**TASK OBJECTIVE:** Extract the full set of records that follows, word for word.

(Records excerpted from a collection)

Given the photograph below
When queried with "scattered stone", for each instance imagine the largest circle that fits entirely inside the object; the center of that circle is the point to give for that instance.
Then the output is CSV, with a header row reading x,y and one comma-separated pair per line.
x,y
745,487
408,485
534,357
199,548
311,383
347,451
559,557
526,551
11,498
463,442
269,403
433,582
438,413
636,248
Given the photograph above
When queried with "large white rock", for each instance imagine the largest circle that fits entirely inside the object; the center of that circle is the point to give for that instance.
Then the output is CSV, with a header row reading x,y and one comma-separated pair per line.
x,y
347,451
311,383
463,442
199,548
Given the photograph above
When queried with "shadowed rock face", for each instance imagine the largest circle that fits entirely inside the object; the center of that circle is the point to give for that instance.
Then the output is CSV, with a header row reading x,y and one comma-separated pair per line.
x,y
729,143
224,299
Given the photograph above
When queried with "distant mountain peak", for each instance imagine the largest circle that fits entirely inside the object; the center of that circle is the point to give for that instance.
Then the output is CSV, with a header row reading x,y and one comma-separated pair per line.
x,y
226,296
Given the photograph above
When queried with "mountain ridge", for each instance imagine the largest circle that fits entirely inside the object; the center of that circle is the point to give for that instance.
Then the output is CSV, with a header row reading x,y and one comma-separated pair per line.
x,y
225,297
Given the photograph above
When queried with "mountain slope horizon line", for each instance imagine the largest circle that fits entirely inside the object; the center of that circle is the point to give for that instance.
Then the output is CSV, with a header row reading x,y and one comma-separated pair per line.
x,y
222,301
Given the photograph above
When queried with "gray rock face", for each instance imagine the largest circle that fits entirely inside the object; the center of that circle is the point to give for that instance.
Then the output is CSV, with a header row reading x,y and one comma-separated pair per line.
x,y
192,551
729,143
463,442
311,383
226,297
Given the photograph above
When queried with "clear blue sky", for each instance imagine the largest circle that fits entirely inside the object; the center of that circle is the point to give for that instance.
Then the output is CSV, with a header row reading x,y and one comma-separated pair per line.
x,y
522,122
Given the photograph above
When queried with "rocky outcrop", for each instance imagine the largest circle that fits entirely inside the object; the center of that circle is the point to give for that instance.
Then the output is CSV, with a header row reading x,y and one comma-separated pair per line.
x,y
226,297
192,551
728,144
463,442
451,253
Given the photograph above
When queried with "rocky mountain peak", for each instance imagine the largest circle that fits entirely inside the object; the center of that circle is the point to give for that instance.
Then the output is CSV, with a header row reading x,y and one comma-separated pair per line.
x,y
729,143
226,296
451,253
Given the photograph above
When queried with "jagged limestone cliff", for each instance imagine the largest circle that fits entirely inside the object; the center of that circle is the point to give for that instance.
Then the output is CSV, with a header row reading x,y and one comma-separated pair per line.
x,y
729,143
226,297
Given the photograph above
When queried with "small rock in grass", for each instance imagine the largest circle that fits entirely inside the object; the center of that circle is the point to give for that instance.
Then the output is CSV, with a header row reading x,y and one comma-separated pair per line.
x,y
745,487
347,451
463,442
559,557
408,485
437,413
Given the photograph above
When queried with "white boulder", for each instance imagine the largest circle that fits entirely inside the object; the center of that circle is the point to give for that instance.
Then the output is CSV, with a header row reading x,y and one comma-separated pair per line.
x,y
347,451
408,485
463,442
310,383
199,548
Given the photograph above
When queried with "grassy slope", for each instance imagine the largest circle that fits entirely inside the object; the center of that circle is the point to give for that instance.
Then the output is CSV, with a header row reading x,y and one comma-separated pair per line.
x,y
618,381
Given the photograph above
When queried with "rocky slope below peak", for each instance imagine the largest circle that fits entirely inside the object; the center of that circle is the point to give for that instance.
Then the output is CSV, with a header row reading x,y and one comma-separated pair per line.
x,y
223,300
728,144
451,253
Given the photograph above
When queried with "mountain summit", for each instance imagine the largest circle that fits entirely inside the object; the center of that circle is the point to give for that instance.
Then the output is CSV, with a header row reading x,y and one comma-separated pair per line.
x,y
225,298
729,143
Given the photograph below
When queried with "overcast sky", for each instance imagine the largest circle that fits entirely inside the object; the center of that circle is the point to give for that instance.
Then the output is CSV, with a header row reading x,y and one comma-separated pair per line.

**SOLVED EXERCISE:**
Given the photograph below
When queried with "scattered stone", for each instance imagine the largest circle that fits entirely inside the object; the center of that circle is the point to give for that instance.
Then the output is CSV, with a header row reading x,y and one comma-separated pair per line.
x,y
745,487
408,485
534,357
199,548
311,383
347,451
559,557
526,551
11,498
463,442
269,403
433,582
438,413
636,248
Given the photograph above
When queried with "large white rock", for each instance imagine the largest circle that fits entirely inside the object; the center of that circle is the point to give for that instance.
Then the output is CSV, with a header row reading x,y and one comma-separated pair per line.
x,y
347,451
311,383
463,442
199,548
Given the photograph above
When queried with "shadowed rock face", for each instance imagine the largest circle that fits entirely inside the object; the center of that circle is the point to give for that instance.
Then the output is CSV, with a header row reading x,y and one comma-separated pair per line.
x,y
729,143
224,299
Given the photograph above
When queried with "distant mountain peak", for each instance imagine the largest circle that fits entirely inside the object; the center of that circle is the point to give for that instance.
Then the output is CSV, with a header row reading x,y and one comma-separated pair per line.
x,y
226,296
Given the photograph above
When queried with "mountain ridge", for each instance imagine the largest circle that fits entirely inside the object; the center of that circle is the point to give for that instance.
Then the output is CSV, with a header row reading x,y and one comma-separated pair per line.
x,y
225,297
Given the photograph above
When queried with "mountain slope horizon line", for each instance imagine the largest circle that fits entirely inside the object; the center of that circle is the point to give for that instance.
Then the output is CSV, with a header row reading x,y and one comma-separated pair per line.
x,y
222,301
Given the photograph above
When queried with "gray rock face", for each instance imagine the largest circle that fits entirely inside the object; the center of that circle is the point to give for that instance.
Then the output is CSV, with a header row reading x,y and one comma-separated pair per line.
x,y
192,551
729,143
463,442
311,383
226,297
Given the photograph above
When queried with "clear blue sky", for each instance imagine the largest circle that fits entirely inside the object; the center of that circle is the point to give for that instance.
Then the output is CSV, with a header row reading x,y and one comma-separated pair per line.
x,y
522,122
Given the photograph above
When queried with "rocky outcrop", for each instance imagine the largest circle that fits entirely inside the object; the center of that circle is the point to give for that instance.
Then the output is CSV, with a header row reading x,y and one comma-separated pair per line.
x,y
226,297
192,551
728,144
463,442
451,253
Given the photograph above
When queried with "rocky mountain peak", for each instance imagine the largest circle that fits entirely inside the object; the center of that circle is the point to give for that instance.
Then the output is CSV, with a header row reading x,y and one comma-separated pair per line.
x,y
729,143
226,296
451,253
Given the photograph above
When queried with "jagged limestone cliff", for each instance imagine the largest circle that fits entirely inside the object; the center of that circle is the point to give for that instance.
Then the output is CSV, with a header row reading x,y and one comma-separated pair per line.
x,y
729,143
226,297
Given the photograph above
When queried with "small rock in grass", for each instance imagine the largest circle that fits entirely inside the object; the center of that circle is the point to give for that instance.
Then the output is CSV, with a header row reading x,y and one comma-separated pair per line.
x,y
745,487
347,451
463,442
559,557
408,485
437,413
Given the photograph above
When queried with "white boulder", for each instance imagine the largest circle that fits entirely inside the object; the center of that circle is the point to give for that instance.
Then the output is CSV, with a header row reading x,y and one comma-separated pair per line.
x,y
347,451
408,485
463,442
310,383
199,548
Given the photograph above
When queried with "grassy slope", for each instance imagine the largest circle that fits entirely inside the object; the center of that circle is the point to give for that instance.
Then the output is CSV, with a header row reading x,y and one comma-separated pair per line.
x,y
618,381
Given the photograph above
When queried with "rocky slope below peak", for each instance imagine the largest circle that fits entirely inside the object; the center of that circle is the point to give for that instance.
Then the output is CSV, with a header row reading x,y and one comma-separated pair per line.
x,y
223,300
728,144
451,253
Given the photograph above
When queried with "mountain summit", for each instance imagine the largest circle that fits entirely inside the object; the center of that circle is the point to give for that instance.
Then the output is CSV, with a header row reading x,y and one comma-separated pair per line.
x,y
225,298
729,143
Given the photograph below
When queried with "overcast sky", for each instance imagine the largest circle that fits entirely inside the object; the center of that circle is the point to give for that instance.
Then the output is CSV, with a header row reading x,y and one comma-separated pair per line.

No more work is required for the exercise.